_ASSIGNED TASK_. Return nothing but the lines from the one containing "Could you help me find the forest in" through the end of the records below, exactly as they stand and without pictures.

_DATA IN THIS EXERCISE_.
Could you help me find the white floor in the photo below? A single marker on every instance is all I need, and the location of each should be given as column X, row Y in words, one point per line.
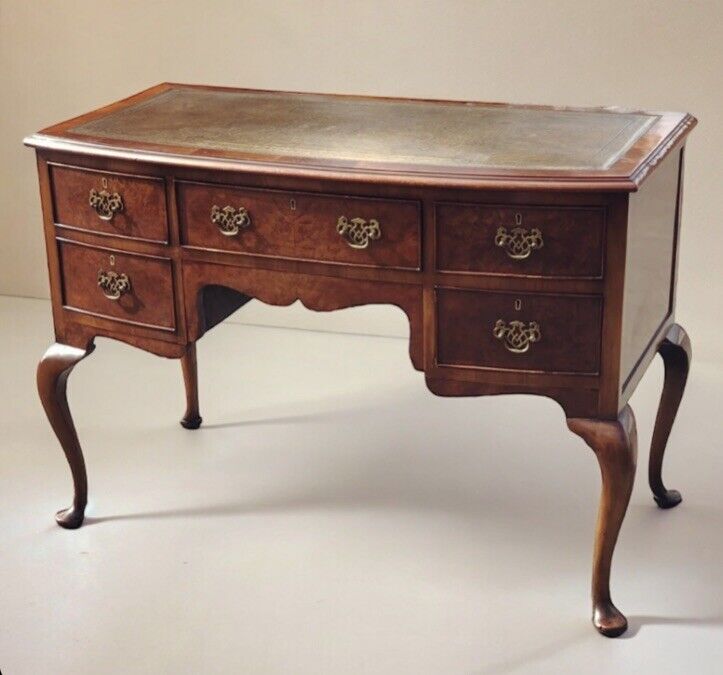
column 333, row 516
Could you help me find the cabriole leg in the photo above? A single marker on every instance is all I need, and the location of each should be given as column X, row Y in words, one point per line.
column 191, row 419
column 615, row 445
column 53, row 371
column 676, row 352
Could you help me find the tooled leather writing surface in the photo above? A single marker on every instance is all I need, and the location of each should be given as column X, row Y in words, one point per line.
column 435, row 134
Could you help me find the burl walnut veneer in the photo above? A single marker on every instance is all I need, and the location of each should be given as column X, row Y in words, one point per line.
column 533, row 249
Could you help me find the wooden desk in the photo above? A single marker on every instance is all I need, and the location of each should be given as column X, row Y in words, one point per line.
column 533, row 249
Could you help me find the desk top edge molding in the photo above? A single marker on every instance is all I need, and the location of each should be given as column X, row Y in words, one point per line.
column 635, row 163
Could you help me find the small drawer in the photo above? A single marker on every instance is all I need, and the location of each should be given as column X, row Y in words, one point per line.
column 540, row 241
column 519, row 331
column 324, row 228
column 109, row 203
column 136, row 289
column 226, row 218
column 358, row 231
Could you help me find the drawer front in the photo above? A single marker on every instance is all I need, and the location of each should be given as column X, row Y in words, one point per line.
column 325, row 228
column 241, row 220
column 108, row 203
column 357, row 231
column 126, row 287
column 520, row 240
column 519, row 331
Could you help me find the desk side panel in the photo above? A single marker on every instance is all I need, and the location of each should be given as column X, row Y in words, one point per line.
column 649, row 295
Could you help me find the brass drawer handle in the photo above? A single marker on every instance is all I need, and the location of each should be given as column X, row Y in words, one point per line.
column 230, row 220
column 520, row 242
column 105, row 204
column 112, row 284
column 358, row 232
column 517, row 337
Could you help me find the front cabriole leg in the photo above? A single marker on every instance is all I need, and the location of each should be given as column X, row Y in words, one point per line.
column 676, row 352
column 615, row 445
column 53, row 371
column 191, row 418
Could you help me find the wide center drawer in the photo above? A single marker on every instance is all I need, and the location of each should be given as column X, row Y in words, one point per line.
column 557, row 241
column 126, row 287
column 109, row 203
column 324, row 228
column 519, row 331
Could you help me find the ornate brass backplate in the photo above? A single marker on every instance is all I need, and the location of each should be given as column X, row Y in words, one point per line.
column 113, row 284
column 230, row 220
column 516, row 335
column 359, row 233
column 105, row 204
column 520, row 242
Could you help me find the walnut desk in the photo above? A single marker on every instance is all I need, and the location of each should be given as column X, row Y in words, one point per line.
column 533, row 249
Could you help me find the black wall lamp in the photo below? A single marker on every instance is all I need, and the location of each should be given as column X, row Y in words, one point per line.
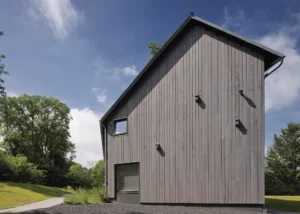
column 238, row 123
column 242, row 93
column 157, row 146
column 198, row 98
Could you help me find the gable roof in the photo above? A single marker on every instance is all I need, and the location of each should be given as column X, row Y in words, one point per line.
column 271, row 57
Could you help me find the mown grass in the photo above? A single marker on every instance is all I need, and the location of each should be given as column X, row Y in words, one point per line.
column 17, row 194
column 93, row 196
column 286, row 203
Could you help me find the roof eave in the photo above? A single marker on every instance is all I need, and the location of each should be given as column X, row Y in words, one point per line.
column 275, row 54
column 146, row 67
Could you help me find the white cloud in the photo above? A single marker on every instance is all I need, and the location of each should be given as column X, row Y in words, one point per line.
column 105, row 69
column 85, row 133
column 127, row 71
column 234, row 21
column 61, row 15
column 100, row 94
column 12, row 94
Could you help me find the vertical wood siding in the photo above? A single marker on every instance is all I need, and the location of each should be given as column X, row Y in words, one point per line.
column 205, row 157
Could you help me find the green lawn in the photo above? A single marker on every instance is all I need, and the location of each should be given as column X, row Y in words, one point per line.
column 287, row 203
column 17, row 194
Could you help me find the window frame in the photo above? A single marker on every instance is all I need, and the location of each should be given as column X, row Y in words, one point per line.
column 115, row 126
column 115, row 178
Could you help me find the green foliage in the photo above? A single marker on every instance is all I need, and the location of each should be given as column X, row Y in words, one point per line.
column 2, row 71
column 283, row 162
column 154, row 48
column 18, row 169
column 93, row 196
column 286, row 203
column 38, row 128
column 78, row 176
column 97, row 174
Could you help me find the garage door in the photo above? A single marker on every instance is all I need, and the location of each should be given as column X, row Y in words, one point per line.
column 128, row 183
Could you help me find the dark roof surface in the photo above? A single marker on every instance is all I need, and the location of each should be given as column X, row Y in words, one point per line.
column 271, row 56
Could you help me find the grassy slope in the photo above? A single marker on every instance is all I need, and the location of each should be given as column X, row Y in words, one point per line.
column 287, row 203
column 17, row 194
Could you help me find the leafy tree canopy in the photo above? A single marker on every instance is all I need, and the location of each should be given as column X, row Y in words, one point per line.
column 283, row 162
column 2, row 71
column 154, row 48
column 38, row 128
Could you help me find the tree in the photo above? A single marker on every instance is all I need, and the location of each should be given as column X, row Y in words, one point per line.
column 78, row 176
column 154, row 48
column 38, row 128
column 282, row 172
column 2, row 71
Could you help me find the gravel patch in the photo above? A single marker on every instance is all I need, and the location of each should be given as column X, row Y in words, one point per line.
column 135, row 209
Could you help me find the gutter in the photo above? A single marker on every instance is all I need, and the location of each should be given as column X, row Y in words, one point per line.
column 281, row 62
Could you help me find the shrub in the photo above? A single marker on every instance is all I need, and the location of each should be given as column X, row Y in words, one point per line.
column 17, row 168
column 93, row 196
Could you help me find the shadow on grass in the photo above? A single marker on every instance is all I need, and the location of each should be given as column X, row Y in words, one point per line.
column 47, row 191
column 281, row 204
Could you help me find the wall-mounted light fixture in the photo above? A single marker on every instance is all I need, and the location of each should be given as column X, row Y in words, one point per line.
column 242, row 93
column 198, row 98
column 238, row 122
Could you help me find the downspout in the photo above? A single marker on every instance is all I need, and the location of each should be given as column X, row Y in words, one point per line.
column 104, row 139
column 281, row 61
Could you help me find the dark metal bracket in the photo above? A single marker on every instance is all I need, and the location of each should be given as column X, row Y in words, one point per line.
column 157, row 146
column 198, row 98
column 242, row 93
column 238, row 123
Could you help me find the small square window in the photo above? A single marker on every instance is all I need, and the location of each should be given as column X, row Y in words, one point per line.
column 120, row 127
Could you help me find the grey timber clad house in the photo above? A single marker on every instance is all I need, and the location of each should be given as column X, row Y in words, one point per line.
column 192, row 122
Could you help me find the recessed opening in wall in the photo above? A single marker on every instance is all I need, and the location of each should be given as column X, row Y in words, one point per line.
column 120, row 126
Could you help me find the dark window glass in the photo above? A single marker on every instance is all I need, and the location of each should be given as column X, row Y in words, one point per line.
column 120, row 127
column 127, row 177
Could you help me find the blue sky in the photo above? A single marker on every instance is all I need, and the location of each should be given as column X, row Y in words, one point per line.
column 86, row 52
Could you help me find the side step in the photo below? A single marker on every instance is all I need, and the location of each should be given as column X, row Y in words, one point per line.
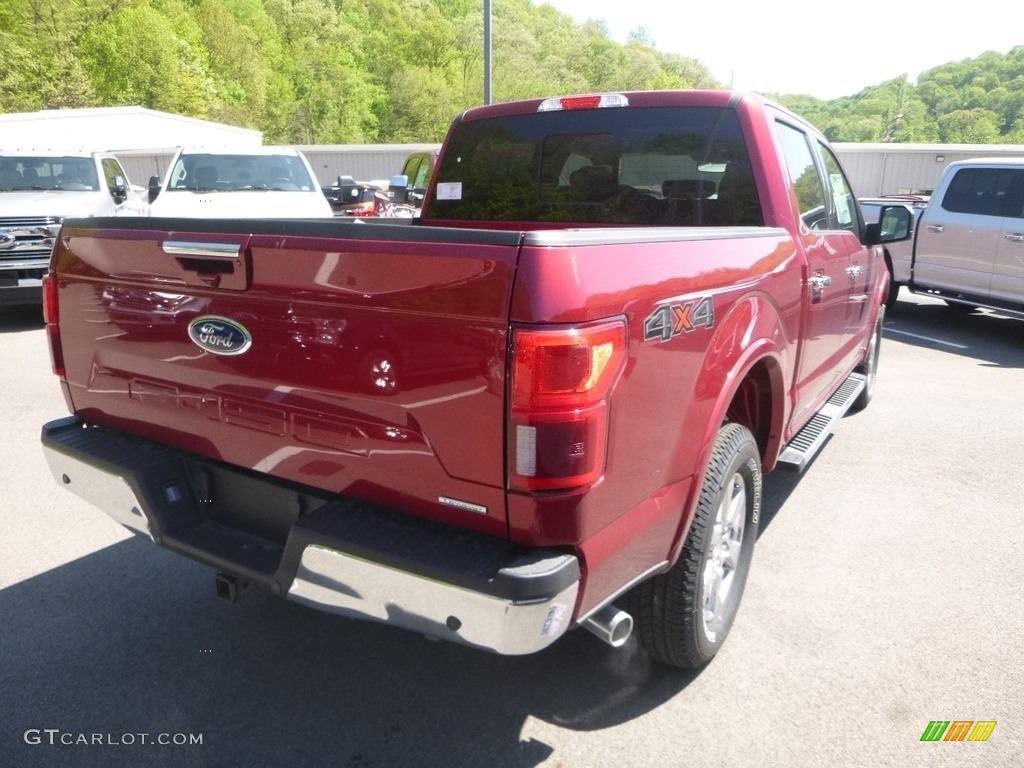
column 809, row 440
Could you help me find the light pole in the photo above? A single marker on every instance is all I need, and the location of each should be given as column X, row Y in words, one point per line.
column 486, row 51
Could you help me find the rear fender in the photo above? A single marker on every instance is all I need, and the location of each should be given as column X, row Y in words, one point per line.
column 743, row 378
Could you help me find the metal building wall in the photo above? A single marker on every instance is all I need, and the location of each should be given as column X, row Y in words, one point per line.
column 894, row 169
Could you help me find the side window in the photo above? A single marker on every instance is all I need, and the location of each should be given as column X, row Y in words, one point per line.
column 986, row 192
column 804, row 174
column 411, row 169
column 844, row 213
column 420, row 180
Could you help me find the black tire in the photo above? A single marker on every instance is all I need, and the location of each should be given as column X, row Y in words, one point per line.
column 678, row 617
column 869, row 368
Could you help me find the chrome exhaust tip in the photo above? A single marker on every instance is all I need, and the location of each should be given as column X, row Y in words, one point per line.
column 611, row 625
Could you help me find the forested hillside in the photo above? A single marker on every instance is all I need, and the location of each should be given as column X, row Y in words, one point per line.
column 396, row 71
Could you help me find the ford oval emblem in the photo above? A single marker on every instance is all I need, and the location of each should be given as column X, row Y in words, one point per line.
column 219, row 335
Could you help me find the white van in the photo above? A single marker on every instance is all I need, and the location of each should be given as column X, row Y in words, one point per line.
column 38, row 190
column 251, row 182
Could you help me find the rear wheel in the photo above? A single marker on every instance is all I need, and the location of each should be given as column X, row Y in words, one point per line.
column 683, row 616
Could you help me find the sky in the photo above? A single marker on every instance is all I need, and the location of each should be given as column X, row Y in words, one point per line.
column 794, row 47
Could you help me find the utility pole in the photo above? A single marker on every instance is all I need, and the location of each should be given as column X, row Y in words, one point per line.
column 486, row 51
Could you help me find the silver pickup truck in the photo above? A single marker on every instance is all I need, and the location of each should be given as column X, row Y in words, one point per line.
column 968, row 243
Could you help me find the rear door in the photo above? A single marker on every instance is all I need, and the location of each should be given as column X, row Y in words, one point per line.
column 1008, row 272
column 961, row 233
column 828, row 288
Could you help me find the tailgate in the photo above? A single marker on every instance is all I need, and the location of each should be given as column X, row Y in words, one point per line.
column 366, row 359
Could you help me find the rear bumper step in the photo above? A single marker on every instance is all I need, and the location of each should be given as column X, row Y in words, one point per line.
column 808, row 441
column 333, row 553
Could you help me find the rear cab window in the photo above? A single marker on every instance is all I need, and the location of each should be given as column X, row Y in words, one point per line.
column 677, row 166
column 986, row 192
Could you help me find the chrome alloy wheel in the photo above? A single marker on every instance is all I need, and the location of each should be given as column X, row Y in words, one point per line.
column 723, row 556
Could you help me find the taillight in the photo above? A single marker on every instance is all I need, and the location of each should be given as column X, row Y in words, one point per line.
column 51, row 315
column 561, row 379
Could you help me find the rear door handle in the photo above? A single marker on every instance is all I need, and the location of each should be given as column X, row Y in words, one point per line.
column 819, row 282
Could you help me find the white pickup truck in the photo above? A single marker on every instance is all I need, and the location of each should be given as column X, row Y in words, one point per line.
column 40, row 189
column 250, row 182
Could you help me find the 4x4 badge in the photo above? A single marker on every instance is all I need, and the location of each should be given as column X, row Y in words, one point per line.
column 219, row 335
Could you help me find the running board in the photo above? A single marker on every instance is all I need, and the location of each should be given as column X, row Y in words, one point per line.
column 809, row 440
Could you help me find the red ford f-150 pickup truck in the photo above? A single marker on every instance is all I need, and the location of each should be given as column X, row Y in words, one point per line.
column 546, row 402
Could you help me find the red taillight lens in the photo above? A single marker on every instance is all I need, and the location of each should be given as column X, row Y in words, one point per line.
column 561, row 379
column 51, row 315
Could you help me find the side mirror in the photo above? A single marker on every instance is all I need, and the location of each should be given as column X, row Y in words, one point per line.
column 895, row 223
column 154, row 187
column 397, row 190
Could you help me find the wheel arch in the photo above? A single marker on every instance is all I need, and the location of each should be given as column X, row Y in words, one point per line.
column 743, row 379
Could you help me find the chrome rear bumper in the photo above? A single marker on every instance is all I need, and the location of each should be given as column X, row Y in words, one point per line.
column 342, row 555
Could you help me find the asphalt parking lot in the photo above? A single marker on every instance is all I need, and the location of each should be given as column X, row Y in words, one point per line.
column 885, row 594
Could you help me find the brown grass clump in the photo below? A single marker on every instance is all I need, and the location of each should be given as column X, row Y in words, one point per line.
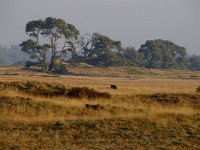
column 85, row 92
column 172, row 98
column 36, row 88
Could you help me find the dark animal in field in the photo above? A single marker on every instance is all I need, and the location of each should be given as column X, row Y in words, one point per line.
column 112, row 86
column 94, row 107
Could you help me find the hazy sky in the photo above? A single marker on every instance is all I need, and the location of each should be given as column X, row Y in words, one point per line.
column 131, row 21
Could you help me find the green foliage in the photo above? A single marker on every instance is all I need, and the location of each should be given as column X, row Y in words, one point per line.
column 60, row 68
column 132, row 57
column 55, row 32
column 31, row 63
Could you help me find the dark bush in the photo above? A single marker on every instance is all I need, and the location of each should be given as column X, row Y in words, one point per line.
column 31, row 63
column 198, row 89
column 60, row 69
column 85, row 92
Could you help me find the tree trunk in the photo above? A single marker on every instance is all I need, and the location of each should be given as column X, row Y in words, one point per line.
column 52, row 63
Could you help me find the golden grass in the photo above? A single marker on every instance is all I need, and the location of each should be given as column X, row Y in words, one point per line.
column 124, row 115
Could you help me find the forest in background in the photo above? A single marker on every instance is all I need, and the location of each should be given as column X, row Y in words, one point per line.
column 53, row 40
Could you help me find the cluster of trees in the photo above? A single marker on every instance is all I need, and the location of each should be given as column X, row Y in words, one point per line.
column 58, row 39
column 12, row 55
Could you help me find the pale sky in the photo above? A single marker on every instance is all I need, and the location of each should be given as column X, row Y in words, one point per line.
column 131, row 21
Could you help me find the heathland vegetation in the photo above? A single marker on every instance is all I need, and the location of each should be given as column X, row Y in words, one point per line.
column 53, row 41
column 150, row 109
column 111, row 98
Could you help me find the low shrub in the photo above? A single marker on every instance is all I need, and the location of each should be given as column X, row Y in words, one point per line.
column 85, row 92
column 60, row 69
column 198, row 89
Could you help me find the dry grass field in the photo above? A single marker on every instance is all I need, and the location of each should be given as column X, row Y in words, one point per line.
column 150, row 109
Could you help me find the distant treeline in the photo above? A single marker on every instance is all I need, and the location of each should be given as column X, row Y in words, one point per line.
column 53, row 40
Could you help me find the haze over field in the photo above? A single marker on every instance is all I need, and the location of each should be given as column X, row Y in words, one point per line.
column 131, row 21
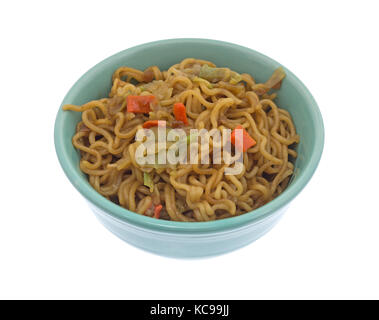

_WRITTEN RESPONSE_.
Could you help me find the forest in background in the photo above? A single marker on every instance is all I need, and the location of each should be given as column X, row Y in words, one point per line.
column 53, row 40
Could you help me find the cluster of trees in the photo above? A single marker on every instance is all I need, and the location of each should be given as column X, row Y in words, one point per line.
column 58, row 39
column 12, row 55
Could you help me find the pale sky in the photo above? A single marker on every instance is all I need, and the location of each should be given as column X, row Y in words, one point per line.
column 131, row 21
Could you help me find the heathland vegetation in the photo above? A single marker on every instance is all I need, and the location of each should be given as column X, row Y in words, one point per line.
column 53, row 41
column 150, row 109
column 111, row 98
Could you help me find the low shrub in the photo above? A single marker on every instance is all I need, and the location of each should be given as column X, row Y in words, one point per line.
column 85, row 92
column 60, row 69
column 198, row 89
Could you help me find the dry grass field in the photo above? A single marker on every instance is all I need, and the location of each should be given as column X, row Y in words, one point per line.
column 150, row 109
Could you help me find the distant treeline in the photo above? A single marker on every instance is all I need, and the location of each should be given as column X, row Y in words, one point per line.
column 53, row 40
Could you help me find the haze over field in the photo above? A single marker on every instance is all I need, and the location of each should be given as column X, row Y in words, one point per line.
column 131, row 21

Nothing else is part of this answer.